Directions: Collect every line of the items below that contains the string "mesh", treating uppercase and lowercase as distinct.

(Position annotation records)
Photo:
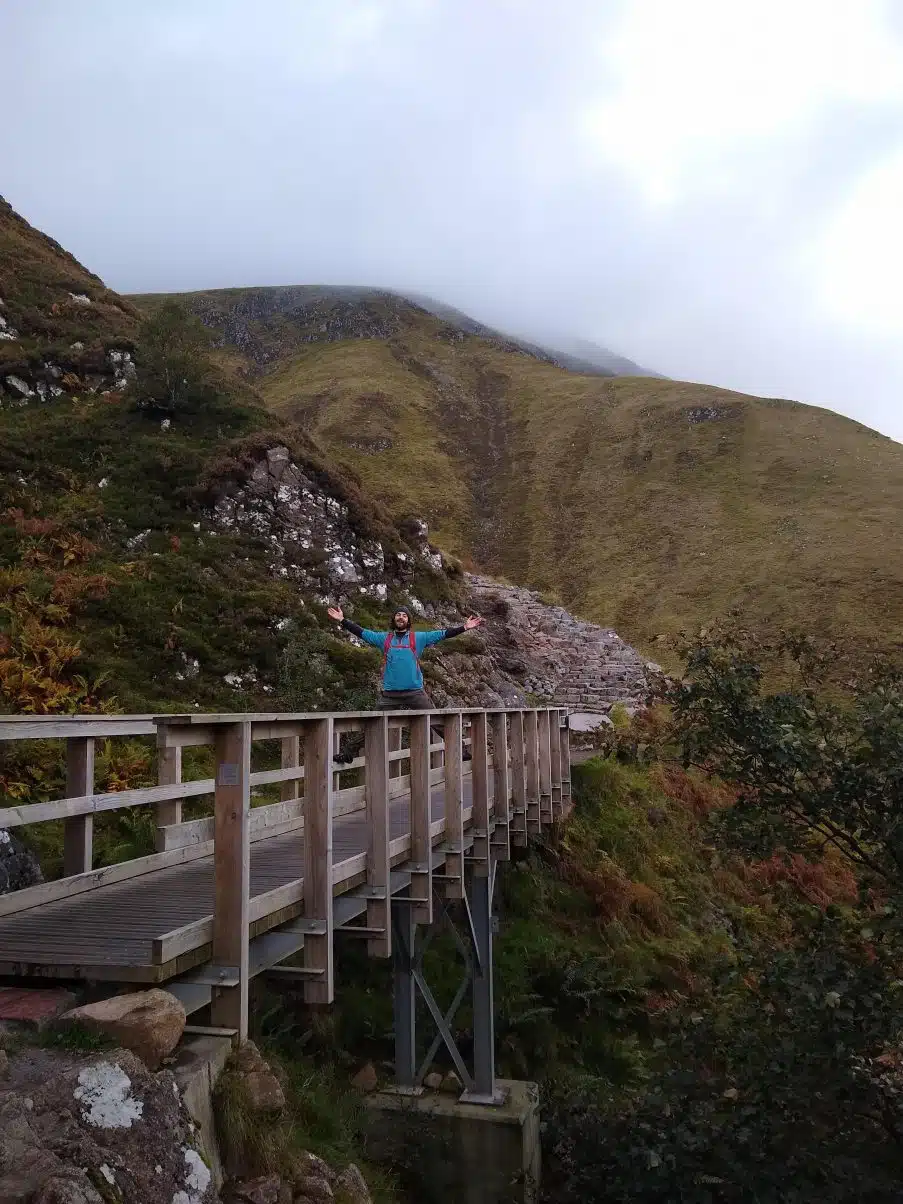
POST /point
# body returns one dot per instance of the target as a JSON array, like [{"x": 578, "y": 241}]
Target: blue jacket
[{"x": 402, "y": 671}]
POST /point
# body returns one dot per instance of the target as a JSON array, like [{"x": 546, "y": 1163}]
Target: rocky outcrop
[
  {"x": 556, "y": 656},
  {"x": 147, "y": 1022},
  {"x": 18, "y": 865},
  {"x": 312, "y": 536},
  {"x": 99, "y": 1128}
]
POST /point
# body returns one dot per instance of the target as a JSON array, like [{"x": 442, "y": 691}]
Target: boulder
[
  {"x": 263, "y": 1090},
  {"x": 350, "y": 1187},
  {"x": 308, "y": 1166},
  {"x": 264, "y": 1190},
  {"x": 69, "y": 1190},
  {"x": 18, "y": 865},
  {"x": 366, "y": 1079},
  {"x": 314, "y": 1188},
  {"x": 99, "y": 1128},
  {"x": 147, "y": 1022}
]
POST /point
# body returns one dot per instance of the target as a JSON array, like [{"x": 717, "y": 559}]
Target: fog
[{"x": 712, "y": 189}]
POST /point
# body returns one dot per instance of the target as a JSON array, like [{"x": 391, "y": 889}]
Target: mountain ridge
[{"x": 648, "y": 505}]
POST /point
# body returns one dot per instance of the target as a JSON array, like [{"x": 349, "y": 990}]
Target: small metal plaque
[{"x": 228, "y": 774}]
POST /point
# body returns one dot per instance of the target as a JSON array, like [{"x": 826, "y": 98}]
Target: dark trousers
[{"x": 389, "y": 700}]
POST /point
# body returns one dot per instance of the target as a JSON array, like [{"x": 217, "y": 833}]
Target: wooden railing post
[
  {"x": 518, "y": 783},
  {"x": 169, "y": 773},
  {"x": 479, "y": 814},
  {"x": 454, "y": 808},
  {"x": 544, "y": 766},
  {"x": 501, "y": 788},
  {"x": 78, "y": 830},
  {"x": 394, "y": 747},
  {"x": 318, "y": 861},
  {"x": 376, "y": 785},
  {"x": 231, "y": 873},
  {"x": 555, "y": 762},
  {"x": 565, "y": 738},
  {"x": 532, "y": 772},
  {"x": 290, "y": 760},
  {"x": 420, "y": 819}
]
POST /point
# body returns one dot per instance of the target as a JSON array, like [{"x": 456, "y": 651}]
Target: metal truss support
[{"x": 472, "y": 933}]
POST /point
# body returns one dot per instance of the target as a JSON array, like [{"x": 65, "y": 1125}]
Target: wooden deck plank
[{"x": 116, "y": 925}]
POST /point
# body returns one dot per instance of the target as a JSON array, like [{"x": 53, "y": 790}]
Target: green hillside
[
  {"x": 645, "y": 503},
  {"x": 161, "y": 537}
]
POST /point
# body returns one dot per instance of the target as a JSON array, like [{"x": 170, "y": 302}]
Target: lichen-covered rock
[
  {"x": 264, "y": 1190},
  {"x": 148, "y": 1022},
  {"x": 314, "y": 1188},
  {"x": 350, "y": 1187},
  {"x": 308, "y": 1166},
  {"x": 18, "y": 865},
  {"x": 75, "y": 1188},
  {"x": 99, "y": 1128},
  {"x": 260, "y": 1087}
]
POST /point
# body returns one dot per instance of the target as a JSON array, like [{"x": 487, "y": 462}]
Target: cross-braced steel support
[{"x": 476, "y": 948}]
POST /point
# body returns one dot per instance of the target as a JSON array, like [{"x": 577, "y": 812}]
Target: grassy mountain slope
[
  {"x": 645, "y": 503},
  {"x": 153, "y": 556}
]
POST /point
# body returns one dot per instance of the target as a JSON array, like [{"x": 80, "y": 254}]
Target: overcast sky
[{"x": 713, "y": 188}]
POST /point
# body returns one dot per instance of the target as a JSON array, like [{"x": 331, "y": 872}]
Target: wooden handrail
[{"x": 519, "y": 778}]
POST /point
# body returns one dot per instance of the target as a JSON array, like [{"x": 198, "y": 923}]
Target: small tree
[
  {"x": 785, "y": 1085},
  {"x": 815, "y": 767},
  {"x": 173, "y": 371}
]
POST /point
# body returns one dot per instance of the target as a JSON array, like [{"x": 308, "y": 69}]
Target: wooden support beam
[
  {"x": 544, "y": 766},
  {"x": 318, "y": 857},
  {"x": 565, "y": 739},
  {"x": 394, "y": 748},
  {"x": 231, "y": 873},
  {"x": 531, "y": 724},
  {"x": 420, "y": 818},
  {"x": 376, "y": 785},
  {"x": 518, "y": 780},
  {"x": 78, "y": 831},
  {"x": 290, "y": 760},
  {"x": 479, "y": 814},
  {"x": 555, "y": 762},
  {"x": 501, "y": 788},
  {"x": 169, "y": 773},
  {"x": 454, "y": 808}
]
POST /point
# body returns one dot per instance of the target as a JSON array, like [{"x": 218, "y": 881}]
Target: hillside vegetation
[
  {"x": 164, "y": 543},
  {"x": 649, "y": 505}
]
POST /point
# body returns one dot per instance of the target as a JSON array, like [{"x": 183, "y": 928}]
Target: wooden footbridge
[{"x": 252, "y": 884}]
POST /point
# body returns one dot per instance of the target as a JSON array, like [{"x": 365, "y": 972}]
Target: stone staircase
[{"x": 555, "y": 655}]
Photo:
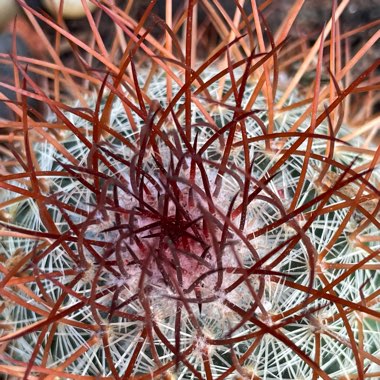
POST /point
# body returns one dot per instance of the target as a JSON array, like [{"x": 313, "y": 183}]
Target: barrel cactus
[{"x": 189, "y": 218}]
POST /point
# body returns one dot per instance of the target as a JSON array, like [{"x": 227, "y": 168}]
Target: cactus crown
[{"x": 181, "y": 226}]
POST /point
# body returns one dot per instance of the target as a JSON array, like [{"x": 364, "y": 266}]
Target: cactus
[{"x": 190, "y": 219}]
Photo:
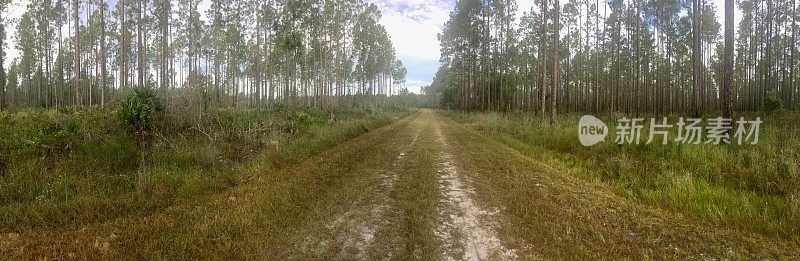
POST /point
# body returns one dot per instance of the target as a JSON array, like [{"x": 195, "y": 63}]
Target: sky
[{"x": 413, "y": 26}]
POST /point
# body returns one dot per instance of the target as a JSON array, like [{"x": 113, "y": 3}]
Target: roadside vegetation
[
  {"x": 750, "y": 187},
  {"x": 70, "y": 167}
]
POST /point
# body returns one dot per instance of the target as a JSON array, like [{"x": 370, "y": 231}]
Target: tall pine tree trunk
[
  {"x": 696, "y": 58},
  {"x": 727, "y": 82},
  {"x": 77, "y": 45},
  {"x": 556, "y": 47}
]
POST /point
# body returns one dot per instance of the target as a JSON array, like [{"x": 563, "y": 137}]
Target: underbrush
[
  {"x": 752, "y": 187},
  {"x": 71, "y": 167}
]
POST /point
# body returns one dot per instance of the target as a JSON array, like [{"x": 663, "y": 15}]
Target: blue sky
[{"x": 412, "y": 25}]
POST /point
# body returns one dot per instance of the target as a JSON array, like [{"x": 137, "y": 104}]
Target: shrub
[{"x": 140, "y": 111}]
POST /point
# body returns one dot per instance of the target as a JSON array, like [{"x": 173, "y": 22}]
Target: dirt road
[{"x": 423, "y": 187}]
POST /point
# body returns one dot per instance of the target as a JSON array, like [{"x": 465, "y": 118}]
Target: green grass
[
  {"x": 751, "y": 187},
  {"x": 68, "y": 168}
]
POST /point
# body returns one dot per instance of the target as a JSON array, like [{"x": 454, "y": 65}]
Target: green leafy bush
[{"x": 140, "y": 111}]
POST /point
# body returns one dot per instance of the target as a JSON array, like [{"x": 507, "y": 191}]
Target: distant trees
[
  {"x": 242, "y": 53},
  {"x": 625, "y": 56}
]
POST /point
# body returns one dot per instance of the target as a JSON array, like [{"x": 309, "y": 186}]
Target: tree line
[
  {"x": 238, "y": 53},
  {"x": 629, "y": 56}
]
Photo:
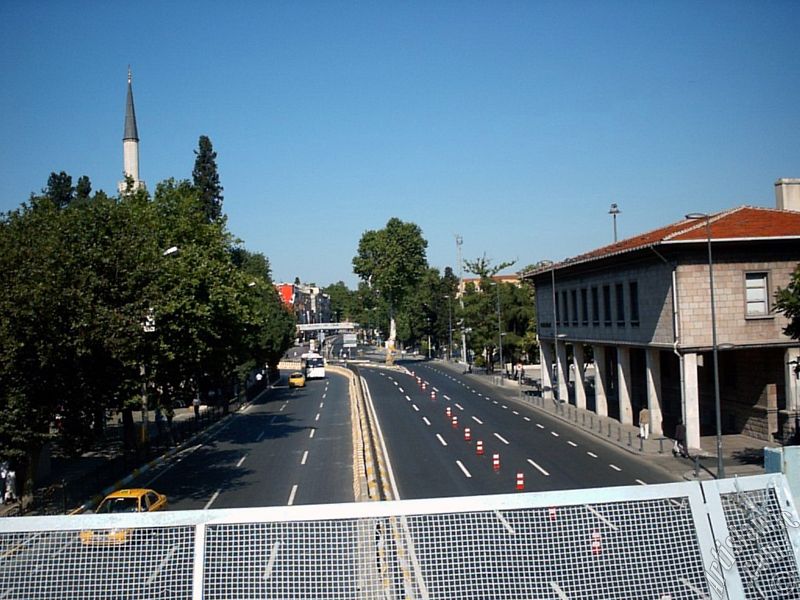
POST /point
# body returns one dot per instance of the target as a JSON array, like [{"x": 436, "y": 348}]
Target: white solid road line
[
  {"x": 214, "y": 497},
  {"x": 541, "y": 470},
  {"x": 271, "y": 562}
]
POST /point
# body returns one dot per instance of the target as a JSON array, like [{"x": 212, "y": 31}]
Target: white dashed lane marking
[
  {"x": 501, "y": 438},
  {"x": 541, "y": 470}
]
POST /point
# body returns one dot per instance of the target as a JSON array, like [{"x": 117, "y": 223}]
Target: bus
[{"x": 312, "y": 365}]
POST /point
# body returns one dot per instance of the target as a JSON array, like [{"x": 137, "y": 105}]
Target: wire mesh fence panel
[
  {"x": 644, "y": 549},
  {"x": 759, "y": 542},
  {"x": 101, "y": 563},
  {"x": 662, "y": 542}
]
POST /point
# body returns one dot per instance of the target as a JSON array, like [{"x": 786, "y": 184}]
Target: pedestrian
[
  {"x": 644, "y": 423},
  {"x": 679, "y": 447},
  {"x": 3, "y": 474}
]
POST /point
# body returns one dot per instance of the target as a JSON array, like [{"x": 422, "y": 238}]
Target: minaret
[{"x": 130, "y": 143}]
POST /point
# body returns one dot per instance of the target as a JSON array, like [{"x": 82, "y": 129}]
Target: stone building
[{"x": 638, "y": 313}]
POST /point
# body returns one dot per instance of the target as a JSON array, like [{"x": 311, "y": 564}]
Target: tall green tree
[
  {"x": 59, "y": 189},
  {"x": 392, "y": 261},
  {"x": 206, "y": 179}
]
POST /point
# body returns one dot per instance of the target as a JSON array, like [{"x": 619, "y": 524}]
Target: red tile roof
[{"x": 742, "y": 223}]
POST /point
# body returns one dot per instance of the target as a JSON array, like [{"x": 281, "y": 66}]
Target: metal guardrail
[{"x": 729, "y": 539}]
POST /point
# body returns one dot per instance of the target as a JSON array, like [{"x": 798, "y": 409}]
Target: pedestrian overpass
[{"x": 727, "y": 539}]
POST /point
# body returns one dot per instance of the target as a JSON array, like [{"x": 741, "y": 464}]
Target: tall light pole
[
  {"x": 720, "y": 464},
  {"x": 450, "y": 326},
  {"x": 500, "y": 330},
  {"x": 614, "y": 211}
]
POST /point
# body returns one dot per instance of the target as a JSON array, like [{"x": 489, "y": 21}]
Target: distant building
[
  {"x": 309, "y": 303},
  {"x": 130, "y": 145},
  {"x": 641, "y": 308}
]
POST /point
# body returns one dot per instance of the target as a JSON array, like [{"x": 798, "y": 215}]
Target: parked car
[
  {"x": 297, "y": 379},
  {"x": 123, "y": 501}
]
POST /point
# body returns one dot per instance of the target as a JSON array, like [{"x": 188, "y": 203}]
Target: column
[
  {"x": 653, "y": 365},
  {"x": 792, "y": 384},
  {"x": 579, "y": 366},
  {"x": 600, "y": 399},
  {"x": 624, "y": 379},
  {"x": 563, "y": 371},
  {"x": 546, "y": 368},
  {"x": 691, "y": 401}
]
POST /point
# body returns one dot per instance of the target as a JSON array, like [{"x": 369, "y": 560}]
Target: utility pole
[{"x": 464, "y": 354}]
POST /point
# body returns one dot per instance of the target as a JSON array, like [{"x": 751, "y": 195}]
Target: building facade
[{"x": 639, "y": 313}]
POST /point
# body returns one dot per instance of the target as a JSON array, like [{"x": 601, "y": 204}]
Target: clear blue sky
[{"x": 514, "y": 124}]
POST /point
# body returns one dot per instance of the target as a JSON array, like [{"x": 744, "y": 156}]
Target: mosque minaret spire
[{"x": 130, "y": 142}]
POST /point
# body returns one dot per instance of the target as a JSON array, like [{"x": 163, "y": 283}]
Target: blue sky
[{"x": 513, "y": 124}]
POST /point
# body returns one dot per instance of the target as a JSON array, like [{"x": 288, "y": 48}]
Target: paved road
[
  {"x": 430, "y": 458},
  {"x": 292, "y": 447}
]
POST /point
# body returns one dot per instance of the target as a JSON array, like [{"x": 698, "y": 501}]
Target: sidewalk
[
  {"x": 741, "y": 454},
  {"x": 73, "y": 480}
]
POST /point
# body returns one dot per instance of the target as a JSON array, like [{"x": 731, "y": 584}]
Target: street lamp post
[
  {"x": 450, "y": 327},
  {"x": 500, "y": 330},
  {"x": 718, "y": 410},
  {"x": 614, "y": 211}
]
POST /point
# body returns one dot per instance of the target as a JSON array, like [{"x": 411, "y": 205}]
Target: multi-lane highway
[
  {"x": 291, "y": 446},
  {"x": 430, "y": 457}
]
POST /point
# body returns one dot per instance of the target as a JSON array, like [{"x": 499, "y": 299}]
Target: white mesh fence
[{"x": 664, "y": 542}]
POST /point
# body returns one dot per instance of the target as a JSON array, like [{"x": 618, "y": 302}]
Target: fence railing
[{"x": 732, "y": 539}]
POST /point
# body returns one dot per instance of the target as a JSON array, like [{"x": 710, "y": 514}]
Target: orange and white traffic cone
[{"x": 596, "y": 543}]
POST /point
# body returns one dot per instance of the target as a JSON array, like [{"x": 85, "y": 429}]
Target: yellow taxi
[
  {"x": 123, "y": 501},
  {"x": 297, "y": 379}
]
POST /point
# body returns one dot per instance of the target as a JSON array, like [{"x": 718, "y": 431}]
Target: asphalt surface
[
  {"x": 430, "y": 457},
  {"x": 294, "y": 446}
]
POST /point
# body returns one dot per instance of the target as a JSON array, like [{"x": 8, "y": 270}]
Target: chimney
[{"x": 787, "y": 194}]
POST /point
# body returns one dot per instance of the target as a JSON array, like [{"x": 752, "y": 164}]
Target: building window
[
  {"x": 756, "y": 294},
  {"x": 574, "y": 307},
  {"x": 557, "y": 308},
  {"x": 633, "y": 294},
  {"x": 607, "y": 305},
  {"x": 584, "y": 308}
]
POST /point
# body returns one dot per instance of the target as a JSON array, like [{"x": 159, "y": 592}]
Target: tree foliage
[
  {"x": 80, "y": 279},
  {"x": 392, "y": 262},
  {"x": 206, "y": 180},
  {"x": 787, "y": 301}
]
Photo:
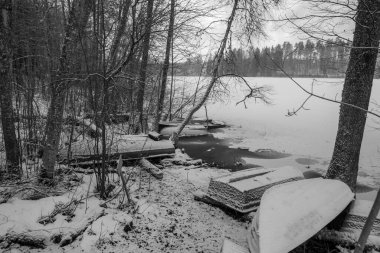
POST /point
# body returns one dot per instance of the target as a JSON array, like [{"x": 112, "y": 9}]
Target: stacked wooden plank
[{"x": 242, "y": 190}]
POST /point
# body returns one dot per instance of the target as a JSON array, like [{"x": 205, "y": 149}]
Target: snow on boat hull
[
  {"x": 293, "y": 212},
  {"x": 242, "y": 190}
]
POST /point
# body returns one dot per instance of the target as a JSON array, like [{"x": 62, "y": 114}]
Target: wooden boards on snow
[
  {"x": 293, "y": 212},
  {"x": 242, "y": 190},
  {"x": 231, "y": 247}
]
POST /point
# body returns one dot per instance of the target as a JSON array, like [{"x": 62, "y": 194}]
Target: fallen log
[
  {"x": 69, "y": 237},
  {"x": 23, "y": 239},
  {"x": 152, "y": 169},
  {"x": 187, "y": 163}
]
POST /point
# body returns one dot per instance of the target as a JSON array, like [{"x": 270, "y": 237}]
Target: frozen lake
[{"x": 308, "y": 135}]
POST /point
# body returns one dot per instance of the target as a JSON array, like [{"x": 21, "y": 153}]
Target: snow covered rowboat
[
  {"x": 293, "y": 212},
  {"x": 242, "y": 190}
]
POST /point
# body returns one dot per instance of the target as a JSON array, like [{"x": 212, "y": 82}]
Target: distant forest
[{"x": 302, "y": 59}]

Solved exercise:
Target: wire mesh fence panel
Target: white mesh fence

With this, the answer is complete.